* _Problem A_
In the sprinkler system requirements text, how large must the underground supply pipe be for pipe schedule systems?
* _Problem B_
Write out the portion of the sprinkler system requirements text from "For mains that" up to and including "a fire event.", copying it word for word.

* _Provided text_
━━━━━━
Every automatic sprinkler system shall have at least one automatic water supply.
For mains that do not supply hydrants, sizes smaller than 6 in. (150 mm) shall be permitted to be used subject to the following restrictions:
- The main supplies only automatic sprinkler systems, open sprinkler systems, water spray fixed systems, foam systems, or Class II standpipe systems.
- Hydraulic calculations show that the main will supply the total demand at the appropriate pressure. Systems that are not hydraulically calculated shall have a main at least as large as the system riser.
Where a single main less than 4 in. (100 mm) in diameter serves both fire systems and other uses, the non-fire demand shall be added to the hydraulic calculations for the fire system at the point of connection unless provisions have been made to automatically isolate the non-fire demand during a fire event.
For pipe schedule systems, the underground supply pipe shall be at least as large as the system riser.
Water supplies and environmental conditions shall be evaluated for the existence of microbes and conditions that contribute to microbiologically influenced corrosion (MIC). Where conditions are found that contribute to MIC, the owner(s) shall notify the sprinkler system installer and a plan shall be developed to treat the system using one of the following methods:
- Install a water pipe that will not be affected by the MIC microbes
- Treat all water that enters the system using an approved bacterial inhibitor
- Implement an approved plan for monitoring the interior conditions of the pipe at established time intervals and locations
- Install corrosion monitoring station and monitor at established intervals
Water supplies and environmental conditions shall be evaluated for conditions that contribute to unusual corrosive properties. Where conditions are found that contribute to unusual corrosive properties, the owner(s) shall notify the sprinkler system installer and a plan shall be developed to treat the system using one of the following methods:
- Install a water pipe that is corrosion resistant.
━━━━━━
* _Data provided_
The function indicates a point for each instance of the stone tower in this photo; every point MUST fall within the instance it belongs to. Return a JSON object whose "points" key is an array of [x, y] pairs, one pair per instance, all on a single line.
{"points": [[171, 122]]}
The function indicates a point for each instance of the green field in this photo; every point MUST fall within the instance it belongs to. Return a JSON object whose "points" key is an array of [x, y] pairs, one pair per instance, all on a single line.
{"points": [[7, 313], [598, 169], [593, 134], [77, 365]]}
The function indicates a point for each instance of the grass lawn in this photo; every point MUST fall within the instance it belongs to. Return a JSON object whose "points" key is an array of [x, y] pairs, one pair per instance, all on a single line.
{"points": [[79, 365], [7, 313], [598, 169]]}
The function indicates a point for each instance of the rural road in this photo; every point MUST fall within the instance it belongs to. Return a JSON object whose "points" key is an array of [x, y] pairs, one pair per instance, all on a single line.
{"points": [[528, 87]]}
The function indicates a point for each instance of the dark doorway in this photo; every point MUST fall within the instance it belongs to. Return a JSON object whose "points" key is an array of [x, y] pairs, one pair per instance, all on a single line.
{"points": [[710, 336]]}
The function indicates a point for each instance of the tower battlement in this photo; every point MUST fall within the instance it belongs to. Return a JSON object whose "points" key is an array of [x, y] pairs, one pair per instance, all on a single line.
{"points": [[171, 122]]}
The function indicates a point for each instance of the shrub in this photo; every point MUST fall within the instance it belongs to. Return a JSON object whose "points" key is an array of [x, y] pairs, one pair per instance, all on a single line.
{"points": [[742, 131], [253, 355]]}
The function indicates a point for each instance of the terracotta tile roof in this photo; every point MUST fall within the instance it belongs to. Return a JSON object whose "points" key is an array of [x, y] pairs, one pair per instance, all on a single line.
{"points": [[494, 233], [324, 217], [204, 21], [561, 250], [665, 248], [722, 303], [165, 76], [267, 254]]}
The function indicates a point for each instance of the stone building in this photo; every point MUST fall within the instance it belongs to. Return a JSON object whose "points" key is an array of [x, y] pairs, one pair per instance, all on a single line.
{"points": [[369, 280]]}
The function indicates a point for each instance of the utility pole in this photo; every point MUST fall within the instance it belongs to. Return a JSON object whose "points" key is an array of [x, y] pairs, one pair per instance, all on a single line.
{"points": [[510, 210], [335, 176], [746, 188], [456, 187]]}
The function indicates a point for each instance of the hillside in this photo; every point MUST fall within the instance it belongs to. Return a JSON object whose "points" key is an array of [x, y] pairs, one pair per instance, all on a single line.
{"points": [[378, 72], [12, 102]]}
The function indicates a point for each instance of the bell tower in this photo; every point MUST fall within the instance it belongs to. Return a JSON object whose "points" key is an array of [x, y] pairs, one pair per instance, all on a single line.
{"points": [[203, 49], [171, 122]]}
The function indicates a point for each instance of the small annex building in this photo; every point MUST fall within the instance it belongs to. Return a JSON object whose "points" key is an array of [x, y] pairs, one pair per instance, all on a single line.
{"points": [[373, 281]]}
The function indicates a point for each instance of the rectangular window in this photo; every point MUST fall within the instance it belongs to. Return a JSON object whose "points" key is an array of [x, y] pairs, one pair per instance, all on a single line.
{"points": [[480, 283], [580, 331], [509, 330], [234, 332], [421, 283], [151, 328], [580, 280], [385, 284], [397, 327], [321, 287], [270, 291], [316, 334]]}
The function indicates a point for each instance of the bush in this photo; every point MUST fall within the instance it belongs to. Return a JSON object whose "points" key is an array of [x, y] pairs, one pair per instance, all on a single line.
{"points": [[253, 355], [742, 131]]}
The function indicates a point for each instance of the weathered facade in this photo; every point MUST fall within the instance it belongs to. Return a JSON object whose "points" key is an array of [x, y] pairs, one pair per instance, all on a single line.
━━━━━━
* _Exercise result A_
At least as large as the system riser.

* _Exercise result B_
For mains that do not supply hydrants, sizes smaller than 6 in. (150 mm) shall be permitted to be used subject to the following restrictions:
- The main supplies only automatic sprinkler systems, open sprinkler systems, water spray fixed systems, foam systems, or Class II standpipe systems.
- Hydraulic calculations show that the main will supply the total demand at the appropriate pressure. Systems that are not hydraulically calculated shall have a main at least as large as the system riser.
Where a single main less than 4 in. (100 mm) in diameter serves both fire systems and other uses, the non-fire demand shall be added to the hydraulic calculations for the fire system at the point of connection unless provisions have been made to automatically isolate the non-fire demand during a fire event.